## Objective A:
From the Oeceoclades maculata thread, extract the passage from "Firstly, it is" to "with no success." word for word.

# Oeceoclades maculata



## SlipperFan (Nov 6, 2011)

To think these grow wild in Florida! Thanks, Brian.


----------



## likespaphs (Nov 6, 2011)

wild sure is right!
does it have neat (patterned) leaves too?


----------



## paphioboy (Nov 6, 2011)

Beautiful. Your photography sure shows the beauty of these little blooms. I don't remember seeing them looking these good in other photographs


----------



## SlipperFan (Nov 6, 2011)

likespaphs said:


> wild sure is right!
> does it have neat (patterned) leaves too?



Yes! That is really the reason I wanted one of these. But the flower is cute, also. Interesting that the individual flowers don't last very long -- a few days. But there are quite few buds, so flowering should last awhile.


----------



## Rick (Nov 6, 2011)

These are neat little flowers. I had one bloom in summer years back, and it seemed to attract fire flies to it.

It developed a seed pod that popped when I wasn't looking, and several little Oececleades plants popped up in adjacent pots.

I can see why its become an invasive species in Fl.

I think they originally come from Africa.


----------



## Lanmark (Nov 7, 2011)

Cool plant!


----------



## biothanasis (Nov 7, 2011)

Wonderful!!! I have one that I recently got too!! How do you grow it? (conditions, mix)


----------



## NYEric (Nov 7, 2011)

Is that the same one that flowered before? I now have 3 pots of them and no flowers.


----------



## SlipperFan (Nov 7, 2011)

biothanasis said:


> Wonderful!!! I have one that I recently got too!! How do you grow it? (conditions, mix)





NYEric said:


> Is that the same one that flowered before? I now have 3 pots of them and no flowers.



Brian Monk and I traded plants (maculata for angustifolia), so this one came to me just a few weeks ago, already in low spike. It looks like it's planted in a soil mix, and since I've only had it for a short time, I don't feel qualified to talk about care. I do understand these like to stay moist all year, whereas my angustifolia likes a dry period in the Winter. My basic care is per: http://orchidspecies.com/oecmaculata.htm


----------



## W. Beetus (Nov 7, 2011)

Interesting plant!


----------



## biothanasis (Nov 8, 2011)

Thanks Dot


----------



## toddybear (Nov 8, 2011)

Great photos!


----------



## Brian Monk (Nov 8, 2011)

Firstly, it is not invasive. The species is experiencing a dramatic range expansion, and though it is possible that it is caused by mankind, it is still unclear where the plants in S. America came from. What is clear is that they spread from their to here. Same as Cattle Egrets, which originated in Africa and now inhabit over half of North America.

As far as culture, it does like even moisture year-round. When I haev dried it out, the plant lags. But it does have pseudobulbs, so I think it is made to withstand short periods of drought. The flowers are cleistogamatous or ant-pollinated, and almost all of these will develop seed pods. 

I tried several times to cross pollen from Oec. angustifolia onto this with no success.


----------



## JeanLux (Nov 9, 2011)

oh a very interesting shape and nice colors on the lip!!! Jean


----------

## Data listing:
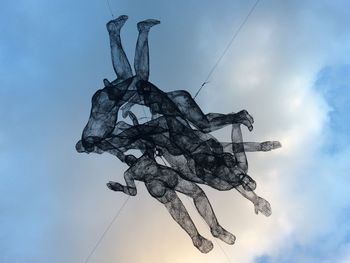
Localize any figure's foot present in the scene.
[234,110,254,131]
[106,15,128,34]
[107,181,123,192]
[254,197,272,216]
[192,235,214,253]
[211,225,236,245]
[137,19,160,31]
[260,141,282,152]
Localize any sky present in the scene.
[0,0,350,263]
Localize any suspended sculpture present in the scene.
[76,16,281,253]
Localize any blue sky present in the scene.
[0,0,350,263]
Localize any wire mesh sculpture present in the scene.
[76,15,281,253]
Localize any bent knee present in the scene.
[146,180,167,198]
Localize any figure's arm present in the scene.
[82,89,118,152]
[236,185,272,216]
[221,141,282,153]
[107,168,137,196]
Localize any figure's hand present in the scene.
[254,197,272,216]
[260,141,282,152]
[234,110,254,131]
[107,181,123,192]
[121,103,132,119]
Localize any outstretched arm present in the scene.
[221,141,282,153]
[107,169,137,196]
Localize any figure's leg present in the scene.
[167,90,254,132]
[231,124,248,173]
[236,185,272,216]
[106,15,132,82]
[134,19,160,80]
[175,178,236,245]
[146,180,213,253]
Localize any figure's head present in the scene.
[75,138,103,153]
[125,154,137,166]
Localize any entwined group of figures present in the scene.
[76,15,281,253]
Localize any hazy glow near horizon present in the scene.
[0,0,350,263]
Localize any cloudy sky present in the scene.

## Objective B:
How many lines of the records contain the string "sculpture", matching case exactly? Reply with the number only.

## Reply A:
Firstly, it is not invasive. The species is experiencing a dramatic range expansion, and though it is possible that it is caused by mankind, it is still unclear where the plants in S. America came from. What is clear is that they spread from their to here. Same as Cattle Egrets, which originated in Africa and now inhabit over half of North America.

As far as culture, it does like even moisture year-round. When I haev dried it out, the plant lags. But it does have pseudobulbs, so I think it is made to withstand short periods of drought. The flowers are cleistogamatous or ant-pollinated, and almost all of these will develop seed pods. 

I tried several times to cross pollen from Oec. angustifolia onto this with no success.

## Reply B:
2